* [READING TEXT]
'''

Package.json Scripts

Add seed commands to your package.json:

package.json
{
"scripts": {
"seed:local": "wrangler d1 execute DB --local --file=scripts/seed-local.sql",
"seed:staging": "wrangler d1 execute DB --remote --env staging --file=scripts/seed-staging.sql",
"seed:production": "wrangler d1 execute DB --remote --file=scripts/seed-production.sql"
}
}

SQL-Based Seeds

For simpler projects, use SQL files directly:

scripts/seed-local.sql
-- Local development seed data
-- Idempotent: uses INSERT OR IGNORE to skip existing records
-- Seed users
INSERT OR IGNORE INTO users (id, name, email, created_at)
VALUES
(1, 'Alice Developer', 'alice@localhost.test', 1705312200000),
(2, 'Bob Tester', 'bob@localhost.test', 1705312200000),
(3, 'Charlie Admin', 'charlie@localhost.test', 1705312200000);
-- Seed posts
INSERT OR IGNORE INTO posts (id, title, content, author_id, created_at)
VALUES
(1, 'Getting Started with Drizzle', 'This is a sample post...', 1, 1705312200000),
(2, 'D1 Database Tips', 'Here are some tips...', 1, 1705312200000),
(3, 'Testing Your API', 'Learn how to test...', 2, 1705312200000);
scripts/seed-staging.sql
-- Staging seed data
-- Idempotent: uses INSERT OR IGNORE to skip existing records
INSERT OR IGNORE INTO users (id, name, email, created_at)
VALUES
(1, 'QA Tester', 'qa@staging.example.com', 1705312200000),
(2, 'Staging Admin', 'admin@staging.example.com', 1705312200000);
scripts/seed-production.sql
-- Production seed data (minimal)
-- Idempotent: uses INSERT OR IGNORE to skip existing records
INSERT OR IGNORE INTO users (id, name, email, created_at)
VALUES
(1, 'System Admin', 'admin@yourdomain.com', 1705312200000);

Running Seeds

flowchart TD
  A["Choose environment"] --> B{Which env?}
  B -->|Local| C["pnpm seed:local"]
  B -->|Staging| D["pnpm seed:staging"]
  B -->|Production| E["pnpm seed:production"]

  C --> F["Uses --local flag"]
  D --> G["Uses --env staging"]
  E --> H["Uses --remote flag"]

  F --> I["Seeds local SQLite"]
  G --> J["Seeds staging D1"]
  H --> K["Seeds production D1"]

Local Development

Terminal
# Apply seed data to local database
pnpm seed:local

Expected output:

🌀 Executing on local database DB...
Running query: INSERT OR IGNORE INTO users...
✅ Query succeeded
Running query: INSERT OR IGNORE INTO posts...
✅ Query succeeded

Staging Environment

Terminal
# Apply seed data to staging
pnpm seed:staging

Expected output:

🌀 Executing on remote database DB (f1e2d3c4-...)
Running query: INSERT OR IGNORE INTO users...
✅ Query succeeded

Production Environment

Terminal
# Apply seed data to production (use with caution!)

'''

* [ENTRIES]
'''

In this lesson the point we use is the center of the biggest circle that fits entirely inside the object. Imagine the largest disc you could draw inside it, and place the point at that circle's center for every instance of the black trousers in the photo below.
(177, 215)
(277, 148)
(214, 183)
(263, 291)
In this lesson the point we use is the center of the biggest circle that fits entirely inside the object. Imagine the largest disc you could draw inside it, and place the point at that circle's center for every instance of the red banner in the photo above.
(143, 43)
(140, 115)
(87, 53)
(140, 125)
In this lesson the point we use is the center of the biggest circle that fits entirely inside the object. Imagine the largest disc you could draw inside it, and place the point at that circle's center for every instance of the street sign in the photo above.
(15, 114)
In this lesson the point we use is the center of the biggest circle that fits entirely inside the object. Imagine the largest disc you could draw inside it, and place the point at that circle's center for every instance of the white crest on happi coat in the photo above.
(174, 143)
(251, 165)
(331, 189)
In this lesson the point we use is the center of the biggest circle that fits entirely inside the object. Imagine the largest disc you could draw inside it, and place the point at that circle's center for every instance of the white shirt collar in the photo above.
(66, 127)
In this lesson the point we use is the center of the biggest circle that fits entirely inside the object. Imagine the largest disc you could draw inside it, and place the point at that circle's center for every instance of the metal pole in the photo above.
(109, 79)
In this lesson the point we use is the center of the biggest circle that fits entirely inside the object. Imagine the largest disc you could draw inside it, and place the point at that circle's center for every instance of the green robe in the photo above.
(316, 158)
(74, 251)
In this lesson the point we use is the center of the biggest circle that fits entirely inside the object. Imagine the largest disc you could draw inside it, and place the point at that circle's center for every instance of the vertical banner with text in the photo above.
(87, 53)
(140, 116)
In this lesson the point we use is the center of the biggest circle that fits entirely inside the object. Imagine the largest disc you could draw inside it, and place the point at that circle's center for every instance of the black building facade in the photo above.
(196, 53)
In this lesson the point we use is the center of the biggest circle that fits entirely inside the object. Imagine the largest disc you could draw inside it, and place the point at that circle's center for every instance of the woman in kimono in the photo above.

'''

* [CHALLENGES]
**1.** In the text on seeding D1 databases, which SQL file does the "seed:staging" script run?
**2.** Give the records, starting at the line that contains "robe in the photo above." and ending at the end of the records, as a JSON list of strings with one string per line and blank lines left out.

* [THE RESULTS]
**1.** scripts/seed-staging.sql

**2.**
[
  "In this lesson the point we use is the center of the biggest circle that fits entirely inside the object. Imagine the largest disc you could draw inside it, and place the point at that circle's center for every instance of the green robe in the photo above.",
  "(316, 158)",
  "(74, 251)",
  "In this lesson the point we use is the center of the biggest circle that fits entirely inside the object. Imagine the largest disc you could draw inside it, and place the point at that circle's center for every instance of the vertical banner with text in the photo above.",
  "(87, 53)",
  "(140, 116)",
  "In this lesson the point we use is the center of the biggest circle that fits entirely inside the object. Imagine the largest disc you could draw inside it, and place the point at that circle's center for every instance of the black building facade in the photo above.",
  "(196, 53)",
  "In this lesson the point we use is the center of the biggest circle that fits entirely inside the object. Imagine the largest disc you could draw inside it, and place the point at that circle's center for every instance of the woman in kimono in the photo above."
]